*WHAT YOU HAVE TO DO*:
Reproduce the stretch of the material below from the line containing "Can you find the wet" through the end of the material, with both ends included.

*DATA SHOWN*:
┄┄┄┄┄┄┄┄┄┄

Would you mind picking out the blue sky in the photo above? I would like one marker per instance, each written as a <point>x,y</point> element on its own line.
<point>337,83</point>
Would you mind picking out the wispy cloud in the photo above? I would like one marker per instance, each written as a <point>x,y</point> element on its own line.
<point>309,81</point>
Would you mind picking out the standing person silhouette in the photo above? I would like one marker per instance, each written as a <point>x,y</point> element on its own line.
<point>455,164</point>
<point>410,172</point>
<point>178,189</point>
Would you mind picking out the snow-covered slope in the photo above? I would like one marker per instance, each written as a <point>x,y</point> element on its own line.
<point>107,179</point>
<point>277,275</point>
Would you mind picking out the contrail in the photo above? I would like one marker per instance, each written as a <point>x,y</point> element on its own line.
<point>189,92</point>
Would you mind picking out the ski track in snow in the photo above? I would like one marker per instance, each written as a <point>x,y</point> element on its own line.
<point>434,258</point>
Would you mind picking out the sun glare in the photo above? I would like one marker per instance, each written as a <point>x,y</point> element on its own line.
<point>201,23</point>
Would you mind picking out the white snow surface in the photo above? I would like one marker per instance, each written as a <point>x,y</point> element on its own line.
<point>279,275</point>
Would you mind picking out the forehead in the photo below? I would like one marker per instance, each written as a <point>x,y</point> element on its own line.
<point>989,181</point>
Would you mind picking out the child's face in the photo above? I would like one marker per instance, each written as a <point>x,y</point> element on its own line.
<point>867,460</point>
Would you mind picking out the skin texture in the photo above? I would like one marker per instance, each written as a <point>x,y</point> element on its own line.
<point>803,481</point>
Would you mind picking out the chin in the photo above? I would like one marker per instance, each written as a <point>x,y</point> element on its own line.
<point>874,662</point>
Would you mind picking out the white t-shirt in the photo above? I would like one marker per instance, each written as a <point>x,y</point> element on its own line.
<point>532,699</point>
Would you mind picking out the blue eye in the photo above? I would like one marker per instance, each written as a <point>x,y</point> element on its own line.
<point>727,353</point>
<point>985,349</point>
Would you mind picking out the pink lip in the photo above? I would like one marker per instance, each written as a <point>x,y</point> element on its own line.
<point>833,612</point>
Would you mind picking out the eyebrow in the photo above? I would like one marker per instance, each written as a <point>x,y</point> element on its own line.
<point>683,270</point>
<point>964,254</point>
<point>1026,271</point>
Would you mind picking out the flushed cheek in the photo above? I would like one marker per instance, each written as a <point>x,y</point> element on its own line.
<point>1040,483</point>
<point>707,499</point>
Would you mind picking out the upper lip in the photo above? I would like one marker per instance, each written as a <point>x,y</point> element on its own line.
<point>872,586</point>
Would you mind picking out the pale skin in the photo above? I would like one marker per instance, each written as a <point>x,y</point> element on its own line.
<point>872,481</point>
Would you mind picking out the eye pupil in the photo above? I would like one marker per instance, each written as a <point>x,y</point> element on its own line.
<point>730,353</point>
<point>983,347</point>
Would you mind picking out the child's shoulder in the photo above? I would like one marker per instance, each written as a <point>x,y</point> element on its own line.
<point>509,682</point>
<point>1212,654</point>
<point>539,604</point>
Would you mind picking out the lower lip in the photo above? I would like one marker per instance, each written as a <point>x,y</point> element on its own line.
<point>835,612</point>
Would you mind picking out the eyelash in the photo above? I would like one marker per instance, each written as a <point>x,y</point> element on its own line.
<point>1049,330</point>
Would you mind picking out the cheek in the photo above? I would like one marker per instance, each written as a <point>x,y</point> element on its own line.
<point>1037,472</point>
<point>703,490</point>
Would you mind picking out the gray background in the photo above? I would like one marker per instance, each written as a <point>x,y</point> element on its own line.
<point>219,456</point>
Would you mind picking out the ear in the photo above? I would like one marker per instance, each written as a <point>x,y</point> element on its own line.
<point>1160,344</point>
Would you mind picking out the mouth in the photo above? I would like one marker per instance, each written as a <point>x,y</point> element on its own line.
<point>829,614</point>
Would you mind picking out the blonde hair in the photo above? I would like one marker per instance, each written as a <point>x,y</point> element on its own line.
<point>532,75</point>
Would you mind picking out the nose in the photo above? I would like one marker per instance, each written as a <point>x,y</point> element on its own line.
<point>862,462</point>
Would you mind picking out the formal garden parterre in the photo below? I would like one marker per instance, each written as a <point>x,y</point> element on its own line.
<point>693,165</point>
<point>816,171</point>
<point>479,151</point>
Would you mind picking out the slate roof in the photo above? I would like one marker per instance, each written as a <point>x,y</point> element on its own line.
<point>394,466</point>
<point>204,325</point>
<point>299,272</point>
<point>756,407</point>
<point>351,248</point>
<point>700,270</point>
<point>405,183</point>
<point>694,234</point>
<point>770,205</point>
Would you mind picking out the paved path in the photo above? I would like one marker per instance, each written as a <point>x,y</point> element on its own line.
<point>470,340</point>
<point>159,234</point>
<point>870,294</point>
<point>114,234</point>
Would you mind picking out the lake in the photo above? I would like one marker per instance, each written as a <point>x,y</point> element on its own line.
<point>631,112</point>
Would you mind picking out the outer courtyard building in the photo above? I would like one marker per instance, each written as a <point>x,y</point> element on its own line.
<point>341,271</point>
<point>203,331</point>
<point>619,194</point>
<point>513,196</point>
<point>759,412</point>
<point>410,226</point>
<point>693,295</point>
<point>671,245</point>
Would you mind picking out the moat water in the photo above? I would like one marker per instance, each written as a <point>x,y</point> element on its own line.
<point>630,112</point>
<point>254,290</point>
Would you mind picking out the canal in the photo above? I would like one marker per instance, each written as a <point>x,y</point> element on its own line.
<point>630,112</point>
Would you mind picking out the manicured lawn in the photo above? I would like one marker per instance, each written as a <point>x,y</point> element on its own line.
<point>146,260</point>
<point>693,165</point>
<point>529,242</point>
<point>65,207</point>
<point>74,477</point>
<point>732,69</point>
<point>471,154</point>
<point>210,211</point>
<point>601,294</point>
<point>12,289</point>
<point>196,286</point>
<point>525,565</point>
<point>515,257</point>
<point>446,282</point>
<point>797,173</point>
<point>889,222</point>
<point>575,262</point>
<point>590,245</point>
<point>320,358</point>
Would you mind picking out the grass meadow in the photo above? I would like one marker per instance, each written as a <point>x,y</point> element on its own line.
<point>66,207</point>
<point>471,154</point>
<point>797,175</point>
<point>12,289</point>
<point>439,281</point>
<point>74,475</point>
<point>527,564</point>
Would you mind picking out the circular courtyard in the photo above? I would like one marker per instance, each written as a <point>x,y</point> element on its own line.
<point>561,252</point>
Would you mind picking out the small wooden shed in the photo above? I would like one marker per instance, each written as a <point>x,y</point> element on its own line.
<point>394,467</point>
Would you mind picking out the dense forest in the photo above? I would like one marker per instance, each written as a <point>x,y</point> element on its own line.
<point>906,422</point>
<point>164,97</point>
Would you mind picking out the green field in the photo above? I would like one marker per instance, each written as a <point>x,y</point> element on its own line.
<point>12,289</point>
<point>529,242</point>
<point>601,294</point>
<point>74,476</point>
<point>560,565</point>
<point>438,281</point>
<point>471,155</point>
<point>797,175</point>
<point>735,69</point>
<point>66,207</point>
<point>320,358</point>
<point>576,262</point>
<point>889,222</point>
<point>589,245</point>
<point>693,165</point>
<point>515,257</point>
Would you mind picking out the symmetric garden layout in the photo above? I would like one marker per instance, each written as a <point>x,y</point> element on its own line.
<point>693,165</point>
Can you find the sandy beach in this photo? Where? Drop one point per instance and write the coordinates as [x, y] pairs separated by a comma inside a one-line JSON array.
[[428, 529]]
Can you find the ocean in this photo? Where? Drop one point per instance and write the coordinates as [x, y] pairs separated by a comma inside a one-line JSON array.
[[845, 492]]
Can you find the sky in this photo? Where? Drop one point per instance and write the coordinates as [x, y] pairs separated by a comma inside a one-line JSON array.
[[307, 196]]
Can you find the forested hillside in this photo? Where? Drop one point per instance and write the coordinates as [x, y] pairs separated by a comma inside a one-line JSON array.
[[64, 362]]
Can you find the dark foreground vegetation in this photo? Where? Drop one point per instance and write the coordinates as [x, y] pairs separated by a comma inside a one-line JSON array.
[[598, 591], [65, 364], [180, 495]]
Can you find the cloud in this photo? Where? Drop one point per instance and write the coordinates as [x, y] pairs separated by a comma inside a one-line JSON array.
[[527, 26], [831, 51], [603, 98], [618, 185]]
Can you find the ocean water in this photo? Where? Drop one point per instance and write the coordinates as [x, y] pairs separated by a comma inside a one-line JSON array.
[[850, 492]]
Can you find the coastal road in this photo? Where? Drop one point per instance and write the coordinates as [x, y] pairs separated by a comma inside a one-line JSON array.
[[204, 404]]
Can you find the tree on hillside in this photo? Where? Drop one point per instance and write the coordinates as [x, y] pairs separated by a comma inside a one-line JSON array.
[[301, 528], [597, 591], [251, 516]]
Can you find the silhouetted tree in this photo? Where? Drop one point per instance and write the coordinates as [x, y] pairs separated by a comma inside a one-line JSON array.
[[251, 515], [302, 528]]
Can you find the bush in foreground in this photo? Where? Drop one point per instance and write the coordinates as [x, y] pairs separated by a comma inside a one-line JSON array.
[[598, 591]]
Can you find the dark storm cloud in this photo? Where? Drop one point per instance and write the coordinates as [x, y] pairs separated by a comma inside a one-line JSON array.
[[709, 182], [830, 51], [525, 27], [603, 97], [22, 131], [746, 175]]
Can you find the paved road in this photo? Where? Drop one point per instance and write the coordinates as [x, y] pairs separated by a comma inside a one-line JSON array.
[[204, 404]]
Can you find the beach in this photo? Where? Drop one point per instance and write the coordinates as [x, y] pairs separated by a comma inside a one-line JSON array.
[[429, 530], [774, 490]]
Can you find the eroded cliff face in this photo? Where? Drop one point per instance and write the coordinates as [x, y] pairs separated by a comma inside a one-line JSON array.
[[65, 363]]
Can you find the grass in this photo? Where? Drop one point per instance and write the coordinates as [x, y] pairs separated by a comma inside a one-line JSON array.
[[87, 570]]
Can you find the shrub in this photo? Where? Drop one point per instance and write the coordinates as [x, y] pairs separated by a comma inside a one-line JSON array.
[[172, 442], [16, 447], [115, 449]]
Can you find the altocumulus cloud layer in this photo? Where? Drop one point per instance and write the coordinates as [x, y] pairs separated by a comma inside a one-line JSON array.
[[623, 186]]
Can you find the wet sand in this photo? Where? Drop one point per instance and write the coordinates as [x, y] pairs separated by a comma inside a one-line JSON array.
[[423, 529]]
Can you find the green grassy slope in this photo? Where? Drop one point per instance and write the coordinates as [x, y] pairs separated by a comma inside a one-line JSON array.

┄┄┄┄┄┄┄┄┄┄

*OUTPUT FOR THIS EXERCISE*:
Can you find the wet sand in this photo? Where? Drop one point per instance and write the coordinates as [x, y] pairs separated by a comma inside a one-line JSON array.
[[423, 529]]
Can you find the green grassy slope in this photo? Where? Drop one point per instance and write the coordinates as [x, y] pairs separated by a comma inside a one-line JSON array.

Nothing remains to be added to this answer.